(Excerpt from a dataset)
# # #
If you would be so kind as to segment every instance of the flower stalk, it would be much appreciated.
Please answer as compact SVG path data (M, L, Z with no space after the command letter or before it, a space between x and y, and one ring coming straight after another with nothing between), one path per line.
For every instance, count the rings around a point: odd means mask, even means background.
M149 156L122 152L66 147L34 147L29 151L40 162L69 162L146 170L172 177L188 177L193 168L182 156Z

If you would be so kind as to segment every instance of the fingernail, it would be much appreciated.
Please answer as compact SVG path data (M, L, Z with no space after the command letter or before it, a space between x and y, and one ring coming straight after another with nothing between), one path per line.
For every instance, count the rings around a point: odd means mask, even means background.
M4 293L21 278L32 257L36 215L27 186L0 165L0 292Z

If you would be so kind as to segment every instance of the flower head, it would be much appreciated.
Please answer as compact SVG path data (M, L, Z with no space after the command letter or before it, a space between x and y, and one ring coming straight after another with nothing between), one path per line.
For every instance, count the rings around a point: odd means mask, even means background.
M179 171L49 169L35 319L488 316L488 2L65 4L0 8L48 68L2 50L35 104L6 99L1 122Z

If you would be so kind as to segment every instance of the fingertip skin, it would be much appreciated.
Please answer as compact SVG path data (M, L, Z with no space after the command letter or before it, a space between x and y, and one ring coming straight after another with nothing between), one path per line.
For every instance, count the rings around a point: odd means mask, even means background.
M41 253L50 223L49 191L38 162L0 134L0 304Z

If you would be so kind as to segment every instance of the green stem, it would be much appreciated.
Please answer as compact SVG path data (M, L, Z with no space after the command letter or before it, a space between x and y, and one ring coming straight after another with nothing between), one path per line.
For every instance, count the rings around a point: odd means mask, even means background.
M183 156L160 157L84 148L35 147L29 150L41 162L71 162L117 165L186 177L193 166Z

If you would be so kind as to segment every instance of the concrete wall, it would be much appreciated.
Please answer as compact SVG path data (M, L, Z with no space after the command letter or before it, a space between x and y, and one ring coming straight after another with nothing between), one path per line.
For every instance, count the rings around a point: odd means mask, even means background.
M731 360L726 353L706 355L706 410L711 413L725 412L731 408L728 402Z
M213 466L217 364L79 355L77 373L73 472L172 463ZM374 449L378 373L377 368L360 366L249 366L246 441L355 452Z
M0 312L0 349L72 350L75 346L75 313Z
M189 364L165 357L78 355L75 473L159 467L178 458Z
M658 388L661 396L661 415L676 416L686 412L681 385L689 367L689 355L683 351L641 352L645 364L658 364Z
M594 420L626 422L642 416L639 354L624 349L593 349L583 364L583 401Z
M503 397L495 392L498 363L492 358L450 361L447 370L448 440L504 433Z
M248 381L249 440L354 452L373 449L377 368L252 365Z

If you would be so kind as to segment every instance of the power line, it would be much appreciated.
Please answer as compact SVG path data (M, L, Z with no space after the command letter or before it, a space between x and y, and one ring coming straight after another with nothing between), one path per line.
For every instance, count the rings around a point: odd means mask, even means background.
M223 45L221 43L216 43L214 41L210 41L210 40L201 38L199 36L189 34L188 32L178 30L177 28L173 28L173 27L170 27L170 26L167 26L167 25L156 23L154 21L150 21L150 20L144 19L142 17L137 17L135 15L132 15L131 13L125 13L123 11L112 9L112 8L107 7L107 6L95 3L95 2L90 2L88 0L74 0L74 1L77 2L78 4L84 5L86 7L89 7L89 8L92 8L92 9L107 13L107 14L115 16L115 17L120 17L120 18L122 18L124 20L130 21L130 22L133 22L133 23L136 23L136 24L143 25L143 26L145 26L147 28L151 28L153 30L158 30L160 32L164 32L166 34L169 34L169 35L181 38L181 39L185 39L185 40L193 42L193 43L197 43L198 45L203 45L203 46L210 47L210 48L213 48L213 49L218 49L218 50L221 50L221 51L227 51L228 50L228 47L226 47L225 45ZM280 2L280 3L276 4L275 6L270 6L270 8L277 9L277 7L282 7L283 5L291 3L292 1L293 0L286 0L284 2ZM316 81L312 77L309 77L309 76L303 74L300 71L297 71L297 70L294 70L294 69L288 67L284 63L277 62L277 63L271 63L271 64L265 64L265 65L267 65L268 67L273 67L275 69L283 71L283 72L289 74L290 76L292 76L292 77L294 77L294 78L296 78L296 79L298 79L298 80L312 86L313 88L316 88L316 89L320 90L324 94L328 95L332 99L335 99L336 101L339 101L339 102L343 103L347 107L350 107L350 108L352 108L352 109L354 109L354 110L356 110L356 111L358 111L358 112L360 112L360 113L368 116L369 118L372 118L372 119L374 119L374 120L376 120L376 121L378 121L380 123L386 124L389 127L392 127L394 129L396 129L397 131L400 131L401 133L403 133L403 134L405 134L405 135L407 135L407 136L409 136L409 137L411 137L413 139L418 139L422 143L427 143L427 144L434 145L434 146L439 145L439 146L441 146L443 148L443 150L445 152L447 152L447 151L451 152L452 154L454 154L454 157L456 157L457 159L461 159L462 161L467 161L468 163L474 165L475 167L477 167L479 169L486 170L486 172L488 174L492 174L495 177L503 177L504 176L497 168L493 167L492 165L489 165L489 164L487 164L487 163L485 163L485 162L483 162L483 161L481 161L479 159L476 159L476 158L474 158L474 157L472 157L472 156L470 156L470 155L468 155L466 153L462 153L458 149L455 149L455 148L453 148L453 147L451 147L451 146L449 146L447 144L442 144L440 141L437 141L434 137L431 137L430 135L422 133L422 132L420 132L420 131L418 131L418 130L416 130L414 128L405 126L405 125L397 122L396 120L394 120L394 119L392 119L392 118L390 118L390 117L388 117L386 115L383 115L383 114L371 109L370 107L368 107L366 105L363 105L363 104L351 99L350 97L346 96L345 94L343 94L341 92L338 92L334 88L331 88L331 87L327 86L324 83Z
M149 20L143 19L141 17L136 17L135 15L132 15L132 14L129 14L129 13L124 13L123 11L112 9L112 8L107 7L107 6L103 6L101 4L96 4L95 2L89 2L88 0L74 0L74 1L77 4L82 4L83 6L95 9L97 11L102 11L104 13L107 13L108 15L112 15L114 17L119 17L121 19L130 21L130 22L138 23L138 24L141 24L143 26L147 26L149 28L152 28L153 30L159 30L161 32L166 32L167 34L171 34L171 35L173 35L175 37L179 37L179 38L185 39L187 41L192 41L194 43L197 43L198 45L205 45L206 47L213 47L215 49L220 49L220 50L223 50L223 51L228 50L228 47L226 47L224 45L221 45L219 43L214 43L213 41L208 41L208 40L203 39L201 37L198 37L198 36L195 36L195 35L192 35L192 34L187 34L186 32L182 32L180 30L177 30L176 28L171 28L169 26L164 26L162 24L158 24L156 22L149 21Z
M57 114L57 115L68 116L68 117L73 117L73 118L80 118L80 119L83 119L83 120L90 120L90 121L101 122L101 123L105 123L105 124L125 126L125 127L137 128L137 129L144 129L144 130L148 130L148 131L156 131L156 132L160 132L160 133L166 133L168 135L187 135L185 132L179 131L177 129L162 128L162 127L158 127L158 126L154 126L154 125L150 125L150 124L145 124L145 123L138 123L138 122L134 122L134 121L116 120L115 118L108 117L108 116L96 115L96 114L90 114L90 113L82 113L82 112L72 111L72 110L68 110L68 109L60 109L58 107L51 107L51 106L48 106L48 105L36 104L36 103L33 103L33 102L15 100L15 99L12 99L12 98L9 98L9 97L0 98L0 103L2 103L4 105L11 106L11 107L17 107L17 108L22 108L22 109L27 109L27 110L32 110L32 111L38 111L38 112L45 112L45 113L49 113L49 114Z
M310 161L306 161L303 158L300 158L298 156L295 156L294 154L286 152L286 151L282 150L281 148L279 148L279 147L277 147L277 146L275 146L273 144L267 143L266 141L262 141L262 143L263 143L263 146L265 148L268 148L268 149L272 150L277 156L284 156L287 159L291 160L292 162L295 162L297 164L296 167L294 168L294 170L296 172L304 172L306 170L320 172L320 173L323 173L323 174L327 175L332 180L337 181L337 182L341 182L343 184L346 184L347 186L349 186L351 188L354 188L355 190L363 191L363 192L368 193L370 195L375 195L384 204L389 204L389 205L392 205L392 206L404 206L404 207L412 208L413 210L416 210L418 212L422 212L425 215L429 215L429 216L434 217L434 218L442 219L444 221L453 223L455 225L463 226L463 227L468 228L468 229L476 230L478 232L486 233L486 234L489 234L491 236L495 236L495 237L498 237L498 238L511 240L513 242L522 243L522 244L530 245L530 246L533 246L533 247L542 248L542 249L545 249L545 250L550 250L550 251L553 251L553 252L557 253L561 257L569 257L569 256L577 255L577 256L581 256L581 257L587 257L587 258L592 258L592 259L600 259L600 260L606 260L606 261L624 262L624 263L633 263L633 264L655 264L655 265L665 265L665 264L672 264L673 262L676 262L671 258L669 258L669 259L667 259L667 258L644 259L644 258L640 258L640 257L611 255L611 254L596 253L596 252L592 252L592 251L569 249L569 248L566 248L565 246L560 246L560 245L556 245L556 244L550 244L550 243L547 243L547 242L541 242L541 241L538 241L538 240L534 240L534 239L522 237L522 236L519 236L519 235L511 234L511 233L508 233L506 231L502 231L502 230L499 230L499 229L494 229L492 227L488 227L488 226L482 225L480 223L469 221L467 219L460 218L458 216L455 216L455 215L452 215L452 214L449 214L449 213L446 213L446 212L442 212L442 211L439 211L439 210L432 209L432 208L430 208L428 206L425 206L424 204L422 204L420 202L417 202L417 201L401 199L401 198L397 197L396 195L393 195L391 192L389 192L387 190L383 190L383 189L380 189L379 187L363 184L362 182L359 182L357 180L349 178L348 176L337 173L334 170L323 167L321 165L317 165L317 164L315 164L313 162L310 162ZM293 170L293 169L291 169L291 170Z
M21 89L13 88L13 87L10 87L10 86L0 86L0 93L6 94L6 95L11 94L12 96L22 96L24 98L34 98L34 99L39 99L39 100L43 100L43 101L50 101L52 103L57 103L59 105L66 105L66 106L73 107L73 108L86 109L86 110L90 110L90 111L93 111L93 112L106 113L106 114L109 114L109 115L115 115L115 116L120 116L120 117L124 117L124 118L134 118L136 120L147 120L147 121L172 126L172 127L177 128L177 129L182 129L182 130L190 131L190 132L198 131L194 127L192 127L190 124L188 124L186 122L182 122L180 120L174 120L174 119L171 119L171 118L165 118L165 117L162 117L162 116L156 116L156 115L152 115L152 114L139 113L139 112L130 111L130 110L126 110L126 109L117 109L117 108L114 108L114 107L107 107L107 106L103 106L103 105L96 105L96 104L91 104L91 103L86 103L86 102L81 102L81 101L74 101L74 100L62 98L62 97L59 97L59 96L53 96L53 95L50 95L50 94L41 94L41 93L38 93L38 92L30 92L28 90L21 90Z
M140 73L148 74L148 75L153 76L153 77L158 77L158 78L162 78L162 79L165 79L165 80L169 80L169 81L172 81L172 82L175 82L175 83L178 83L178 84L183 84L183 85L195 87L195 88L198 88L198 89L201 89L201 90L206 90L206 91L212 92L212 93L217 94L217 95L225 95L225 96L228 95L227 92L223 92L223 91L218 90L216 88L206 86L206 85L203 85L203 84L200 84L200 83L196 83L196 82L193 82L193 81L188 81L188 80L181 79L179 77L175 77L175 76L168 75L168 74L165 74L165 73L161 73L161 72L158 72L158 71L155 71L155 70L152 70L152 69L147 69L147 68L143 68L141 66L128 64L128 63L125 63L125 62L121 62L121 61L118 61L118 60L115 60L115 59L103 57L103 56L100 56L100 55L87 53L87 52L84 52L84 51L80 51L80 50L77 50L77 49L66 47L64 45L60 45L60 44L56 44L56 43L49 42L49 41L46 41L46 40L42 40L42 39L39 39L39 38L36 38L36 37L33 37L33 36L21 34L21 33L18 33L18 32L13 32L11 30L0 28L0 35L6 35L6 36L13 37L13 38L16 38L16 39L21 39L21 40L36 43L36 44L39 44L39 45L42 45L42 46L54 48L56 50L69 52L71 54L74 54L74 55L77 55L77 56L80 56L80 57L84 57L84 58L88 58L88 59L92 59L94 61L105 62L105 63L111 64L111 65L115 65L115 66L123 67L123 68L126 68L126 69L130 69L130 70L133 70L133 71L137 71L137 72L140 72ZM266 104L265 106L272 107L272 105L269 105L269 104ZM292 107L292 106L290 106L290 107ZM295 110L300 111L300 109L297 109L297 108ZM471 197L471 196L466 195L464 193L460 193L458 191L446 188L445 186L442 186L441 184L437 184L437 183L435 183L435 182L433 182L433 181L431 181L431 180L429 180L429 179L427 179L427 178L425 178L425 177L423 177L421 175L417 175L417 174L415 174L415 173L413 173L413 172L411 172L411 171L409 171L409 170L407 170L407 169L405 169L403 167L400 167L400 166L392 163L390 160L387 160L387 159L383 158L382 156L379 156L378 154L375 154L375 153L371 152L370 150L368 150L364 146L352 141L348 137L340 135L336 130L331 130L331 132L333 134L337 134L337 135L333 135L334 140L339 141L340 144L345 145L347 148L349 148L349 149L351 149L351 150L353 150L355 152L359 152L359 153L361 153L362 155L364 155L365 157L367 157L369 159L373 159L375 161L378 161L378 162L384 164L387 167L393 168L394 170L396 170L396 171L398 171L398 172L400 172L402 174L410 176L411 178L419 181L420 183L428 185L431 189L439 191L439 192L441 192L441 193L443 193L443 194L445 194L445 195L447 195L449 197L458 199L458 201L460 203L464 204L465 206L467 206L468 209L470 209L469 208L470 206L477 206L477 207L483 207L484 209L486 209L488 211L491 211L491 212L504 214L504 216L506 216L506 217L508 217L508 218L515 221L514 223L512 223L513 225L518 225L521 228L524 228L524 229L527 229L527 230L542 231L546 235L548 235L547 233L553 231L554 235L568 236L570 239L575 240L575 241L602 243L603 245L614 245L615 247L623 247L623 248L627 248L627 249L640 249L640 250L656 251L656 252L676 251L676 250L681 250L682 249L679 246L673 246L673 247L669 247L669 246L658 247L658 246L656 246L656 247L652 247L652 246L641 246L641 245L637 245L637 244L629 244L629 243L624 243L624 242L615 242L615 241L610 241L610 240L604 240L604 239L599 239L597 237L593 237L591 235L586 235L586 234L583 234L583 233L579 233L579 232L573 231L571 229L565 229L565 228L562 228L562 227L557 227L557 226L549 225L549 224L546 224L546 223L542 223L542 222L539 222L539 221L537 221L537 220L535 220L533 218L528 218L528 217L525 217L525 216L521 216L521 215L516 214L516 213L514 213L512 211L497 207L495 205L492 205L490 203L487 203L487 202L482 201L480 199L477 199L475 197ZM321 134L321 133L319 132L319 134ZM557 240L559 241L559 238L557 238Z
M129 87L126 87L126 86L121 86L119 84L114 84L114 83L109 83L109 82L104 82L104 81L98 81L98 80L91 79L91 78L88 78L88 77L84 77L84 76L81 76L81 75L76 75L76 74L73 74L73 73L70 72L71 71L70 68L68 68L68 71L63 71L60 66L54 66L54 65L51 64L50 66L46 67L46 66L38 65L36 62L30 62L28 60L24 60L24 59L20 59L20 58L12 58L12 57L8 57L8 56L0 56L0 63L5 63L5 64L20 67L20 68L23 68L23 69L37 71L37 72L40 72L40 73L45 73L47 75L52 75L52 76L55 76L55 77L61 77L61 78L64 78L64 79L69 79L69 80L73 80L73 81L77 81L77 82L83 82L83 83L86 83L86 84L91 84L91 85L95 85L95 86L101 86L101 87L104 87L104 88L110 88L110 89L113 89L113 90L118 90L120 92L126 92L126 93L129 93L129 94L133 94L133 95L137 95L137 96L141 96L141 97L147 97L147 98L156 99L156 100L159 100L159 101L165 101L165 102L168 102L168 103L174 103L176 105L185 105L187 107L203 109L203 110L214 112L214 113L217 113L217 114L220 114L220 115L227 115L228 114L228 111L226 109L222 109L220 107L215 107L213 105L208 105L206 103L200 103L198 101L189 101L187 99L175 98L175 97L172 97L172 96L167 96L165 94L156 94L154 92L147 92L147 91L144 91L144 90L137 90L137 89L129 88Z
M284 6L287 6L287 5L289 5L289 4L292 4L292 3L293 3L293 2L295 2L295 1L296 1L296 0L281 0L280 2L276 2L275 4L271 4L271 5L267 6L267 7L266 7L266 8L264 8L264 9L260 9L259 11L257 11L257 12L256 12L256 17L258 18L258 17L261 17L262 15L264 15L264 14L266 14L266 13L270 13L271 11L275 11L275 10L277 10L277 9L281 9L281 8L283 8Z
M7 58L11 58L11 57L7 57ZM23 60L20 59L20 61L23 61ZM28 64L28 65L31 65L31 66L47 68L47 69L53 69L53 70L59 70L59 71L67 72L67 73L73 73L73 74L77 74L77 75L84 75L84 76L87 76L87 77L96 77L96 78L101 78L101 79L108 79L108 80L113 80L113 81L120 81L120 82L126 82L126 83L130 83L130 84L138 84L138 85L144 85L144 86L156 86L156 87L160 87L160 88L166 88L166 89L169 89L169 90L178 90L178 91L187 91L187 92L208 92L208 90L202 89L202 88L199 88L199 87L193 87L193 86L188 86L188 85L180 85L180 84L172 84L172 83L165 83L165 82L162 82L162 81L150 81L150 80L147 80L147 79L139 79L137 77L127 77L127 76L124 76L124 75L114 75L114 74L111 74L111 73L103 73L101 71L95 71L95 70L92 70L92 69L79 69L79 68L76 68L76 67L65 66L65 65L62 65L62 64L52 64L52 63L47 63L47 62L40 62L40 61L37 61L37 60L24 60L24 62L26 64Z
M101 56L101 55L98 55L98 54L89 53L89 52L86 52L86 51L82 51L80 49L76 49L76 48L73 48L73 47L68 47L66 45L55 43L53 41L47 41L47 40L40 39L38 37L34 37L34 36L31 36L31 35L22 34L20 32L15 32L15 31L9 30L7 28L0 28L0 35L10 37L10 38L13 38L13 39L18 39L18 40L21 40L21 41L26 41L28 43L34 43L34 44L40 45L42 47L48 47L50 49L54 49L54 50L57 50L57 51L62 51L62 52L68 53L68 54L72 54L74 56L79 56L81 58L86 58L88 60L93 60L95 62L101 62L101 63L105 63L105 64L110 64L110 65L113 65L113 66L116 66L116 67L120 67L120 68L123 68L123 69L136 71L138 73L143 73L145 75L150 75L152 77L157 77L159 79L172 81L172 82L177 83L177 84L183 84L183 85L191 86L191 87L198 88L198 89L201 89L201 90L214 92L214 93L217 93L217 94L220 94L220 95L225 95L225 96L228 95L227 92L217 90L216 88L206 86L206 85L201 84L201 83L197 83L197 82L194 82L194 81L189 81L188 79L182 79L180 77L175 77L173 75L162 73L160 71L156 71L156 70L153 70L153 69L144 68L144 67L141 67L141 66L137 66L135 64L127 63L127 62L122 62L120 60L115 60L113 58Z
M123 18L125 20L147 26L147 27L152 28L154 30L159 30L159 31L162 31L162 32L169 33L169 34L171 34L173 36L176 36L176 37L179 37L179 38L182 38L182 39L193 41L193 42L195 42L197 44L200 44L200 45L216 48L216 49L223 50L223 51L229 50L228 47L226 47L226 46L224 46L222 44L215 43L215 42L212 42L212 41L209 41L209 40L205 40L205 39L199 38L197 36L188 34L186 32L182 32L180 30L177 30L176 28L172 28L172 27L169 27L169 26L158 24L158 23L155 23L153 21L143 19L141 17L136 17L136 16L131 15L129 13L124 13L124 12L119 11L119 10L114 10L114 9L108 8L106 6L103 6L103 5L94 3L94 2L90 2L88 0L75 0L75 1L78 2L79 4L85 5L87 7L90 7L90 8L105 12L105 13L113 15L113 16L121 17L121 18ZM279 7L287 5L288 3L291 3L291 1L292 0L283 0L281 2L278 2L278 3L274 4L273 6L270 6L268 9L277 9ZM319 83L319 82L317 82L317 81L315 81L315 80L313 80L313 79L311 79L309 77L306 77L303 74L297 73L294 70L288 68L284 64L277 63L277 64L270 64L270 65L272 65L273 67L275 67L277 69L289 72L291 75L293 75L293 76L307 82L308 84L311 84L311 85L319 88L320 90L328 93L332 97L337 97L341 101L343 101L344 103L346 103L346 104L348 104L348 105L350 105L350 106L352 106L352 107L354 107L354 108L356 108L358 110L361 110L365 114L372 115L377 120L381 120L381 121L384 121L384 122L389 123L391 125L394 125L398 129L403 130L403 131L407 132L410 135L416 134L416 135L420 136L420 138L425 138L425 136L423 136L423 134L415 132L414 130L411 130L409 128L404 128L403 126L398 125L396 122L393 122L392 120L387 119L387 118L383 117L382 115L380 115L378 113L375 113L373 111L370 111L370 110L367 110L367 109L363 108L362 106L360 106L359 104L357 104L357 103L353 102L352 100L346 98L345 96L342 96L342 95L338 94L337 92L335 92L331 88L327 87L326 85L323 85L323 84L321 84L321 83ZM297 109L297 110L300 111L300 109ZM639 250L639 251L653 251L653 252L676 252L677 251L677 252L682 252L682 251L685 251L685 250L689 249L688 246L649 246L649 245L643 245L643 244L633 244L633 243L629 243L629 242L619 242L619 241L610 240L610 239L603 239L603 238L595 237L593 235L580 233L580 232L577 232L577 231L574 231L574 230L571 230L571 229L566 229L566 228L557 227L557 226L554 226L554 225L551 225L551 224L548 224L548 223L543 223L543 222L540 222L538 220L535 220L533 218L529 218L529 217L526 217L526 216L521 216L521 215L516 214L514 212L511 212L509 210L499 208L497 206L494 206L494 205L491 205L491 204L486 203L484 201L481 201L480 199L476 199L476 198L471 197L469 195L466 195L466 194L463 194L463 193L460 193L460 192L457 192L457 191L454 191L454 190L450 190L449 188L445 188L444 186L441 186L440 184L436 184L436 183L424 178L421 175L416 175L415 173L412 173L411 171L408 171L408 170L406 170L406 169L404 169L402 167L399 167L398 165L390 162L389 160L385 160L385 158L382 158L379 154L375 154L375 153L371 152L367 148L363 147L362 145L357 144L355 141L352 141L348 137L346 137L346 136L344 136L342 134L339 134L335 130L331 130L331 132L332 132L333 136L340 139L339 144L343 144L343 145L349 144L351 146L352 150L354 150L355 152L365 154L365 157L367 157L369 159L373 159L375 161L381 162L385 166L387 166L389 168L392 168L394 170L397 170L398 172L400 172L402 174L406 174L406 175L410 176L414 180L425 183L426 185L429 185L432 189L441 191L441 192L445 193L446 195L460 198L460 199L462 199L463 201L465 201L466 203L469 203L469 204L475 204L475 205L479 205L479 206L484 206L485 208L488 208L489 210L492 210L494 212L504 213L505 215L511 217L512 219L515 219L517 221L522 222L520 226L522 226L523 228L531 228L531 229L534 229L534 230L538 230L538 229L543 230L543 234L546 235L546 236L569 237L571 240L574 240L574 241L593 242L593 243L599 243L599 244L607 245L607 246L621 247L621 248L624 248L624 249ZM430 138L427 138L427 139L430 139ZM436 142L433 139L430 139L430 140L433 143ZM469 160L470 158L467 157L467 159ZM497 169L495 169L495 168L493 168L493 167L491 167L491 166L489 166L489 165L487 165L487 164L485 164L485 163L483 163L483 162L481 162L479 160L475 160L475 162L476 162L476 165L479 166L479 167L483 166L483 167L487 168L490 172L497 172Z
# # #
▸ TASK TO COMPLETE
Select and copy each line of the entries above that contains the word "flower".

▸ FULL OUTPUT
If you would be so kind as to segment every instance of the flower stalk, it would be much appreciated.
If you would be so kind as to segment every instance of the flower head, it would be much appreciated.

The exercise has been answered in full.